__Seçilen Bölüm__.

Sultan Abdülhamid’in damarlarındaki kan Fransız kanı mıdır?
Yahut diğer bir ifade ile Sultan Abdülhamid’in soyu Napolyon’a mı uzanıyor?
Osmanlı Sultanı ve tüm Müslümanların halifesi olan Abdülhamid’in adı önceki yüzyılda yabancı basında zaman zaman oldukça farklı suretlerde anılmış olarak görülür.
Onun özel hayatına ve soy kütüğüne dair Batı’da çıkan haberler o kadar çoktur ki yazılıp çizilenlerin ne kadarına inanmak gerektiği yahut verilen bilgilere ne derece itimat edilebilir olduğu hep şüphe ile hareket etmeyi gerektirmiştir.
Sözü edilen türden haberlerden birisi de Abdülhamid'in damarlarında Fransız kanı taşıdığı şeklinde olup fazlası ile romantizm yüklüdür.
Evet, iddia o ki Abdülhamid’in damarlarında Fransız kanı vardı ve o Bonaparte ailesinin bir akrabasıydı!
İlk duyuşta gayet sansasyonel ve oldukça romantizm yüklü olarak algılansa da böyle bir söylemin gerçek bir tarihsel geçmişe sahip olduğu sürekli dile getirilmiştir. Aimée du Buc de Rivéry'nin yaşadığı macera ve Abdülhamid’in onunla olan akrabalık bağı Avrupa’da esasen önceki yüzyılda bilinen ve her fırsatta yazılıp çizilen bir şey olmuştur.
Yazılıp çizilenlere bakılacak olursa Matmazel Aimée du Buc de Rivéry Cezayirli korsanlar tarafından esir alınmış, sonraki zamanlarda ise Sultan I. Abdülhamid’in gözdelerinden birisi olmuştur.
Sultan II. Abdülhamid’in de bu akrabalıktan dolayı Fransız halkına sempati ile baktığı ve hatta Sedan savaşı sonrasında nazırlarının Galler muhalifi temayüller gösterdikleri ifade edilmiştir.
Sultan II. Abdülhamid’in damarlarında Fransız kanı taşıdığı, iddia o ki, Türkler tarafından da kabul edilmiştir. 1867 Paris Sergisi sırasında La Turquie adlı gazete Fransız halkının Osmanlı ile dost olmalarının sağlayacağı faydalardan bahisle;
Oğlu Sultan Mahmut’un reformlarına Valide Sultana yani Matmazel de Rivéry’nin katkıda bulunduğu unutulmamalı diye yazmıştı.
İleri sürülen iddiaya temel teşkil etmek üzere Sidney Daney, History of Martinique adlı eserinde Abdülhamid’in anne soyunun kapsamlı bir anlatımına yer verdiği, Annals of Orleans ise söz konusu iddiayı ilginç gerçekler olarak ifade ettiği bilgilerle desteklediği ve Fransız tarihinde yer alan pek çok romantik efsanenin mevcudiyetini acımasız bir surette sona erdiren, fakat aynı zamanda birçok değerli tarihi gerçeği unutulmaktan kurtaran Dr. Cabanes, Secret Cabinet of History’de Sultan Abdülhamid'in damarlarında Fransız kanı bulunduğuna dair belge ve bulguları arz ettiği ifade edilmiştir. Yine Rufuz, Aubenas ve daha başka Fransız tarihçiler Dr. Cabanes'ı söz konusu beyanlarını, belirtildiğine göre, desteklemişlerdi.

__Alıştırma Seti__.
1. Abdülhamid'in soyuna dair metne göre Matmazel Aimée du Buc de Rivéry kimler tarafından esir alınmıştır?
2. Abdülhamid'in soyuna dair metinde "Sözü edilen türden" sözleriyle başlayan yerden aşağıya, "gözdelerinden birisi olmuştur." sözlerine kadar uzanan kısmın tamamını aynen yazın.
3. Abdülhamid'in soyuna dair metnin devamını, son cümleden sonra gelecek şekilde yazın.

__Kaynak Veriler__.
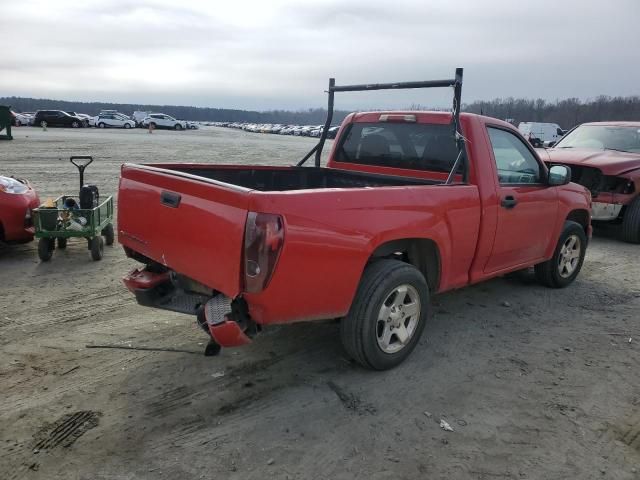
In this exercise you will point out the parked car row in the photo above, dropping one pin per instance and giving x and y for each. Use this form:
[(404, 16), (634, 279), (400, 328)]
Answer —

__Görev Yanıtları__.
1. Cezayirli korsanlar tarafından.

2.
Sözü edilen türden haberlerden birisi de Abdülhamid'in damarlarında Fransız kanı taşıdığı şeklinde olup fazlası ile romantizm yüklüdür.
Evet, iddia o ki Abdülhamid’in damarlarında Fransız kanı vardı ve o Bonaparte ailesinin bir akrabasıydı!
İlk duyuşta gayet sansasyonel ve oldukça romantizm yüklü olarak algılansa da böyle bir söylemin gerçek bir tarihsel geçmişe sahip olduğu sürekli dile getirilmiştir. Aimée du Buc de Rivéry'nin yaşadığı macera ve Abdülhamid’in onunla olan akrabalık bağı Avrupa’da esasen önceki yüzyılda bilinen ve her fırsatta yazılıp çizilen bir şey olmuştur.
Yazılıp çizilenlere bakılacak olursa Matmazel Aimée du Buc de Rivéry Cezayirli korsanlar tarafından esir alınmış, sonraki zamanlarda ise Sultan I. Abdülhamid’in gözdelerinden birisi olmuştur.

3.
Konuya dair yapılmış olan muhtelif anlatımlar, ayrıntılarda farklılık gösterseler de, güzel yüzlü Aimée du Buc de Rivéry'nin Sultan II. Abdülhamid'in büyük büyükannesi Sultana-Valide olduğu konusunda aynı nihai görüşte hem fikirlerdi.
Bu şecere söyleminin tarihsel olarak izini sürmek tatlı bir romantizm yahut heyecan verici bir efsane tadında uzayıp gitmekte olsa da, yabancı kaynakların satırlarına yansıyan tarihsel kanaate göre soy bilimsel gerçekler tartışılmaz niteliktedir. Bu tür düşüncedeki tarihçilere göre zengin Fransız sömürgecilerin birçoklarının kızları örneğinde olduğu gibi I. Napolyon'un ilk karısı Josephine Beauharnals’ın şeceresi de tartışma kabul etmeyecek derecedeki mutlak bir doğrulukla bilinmekteydi.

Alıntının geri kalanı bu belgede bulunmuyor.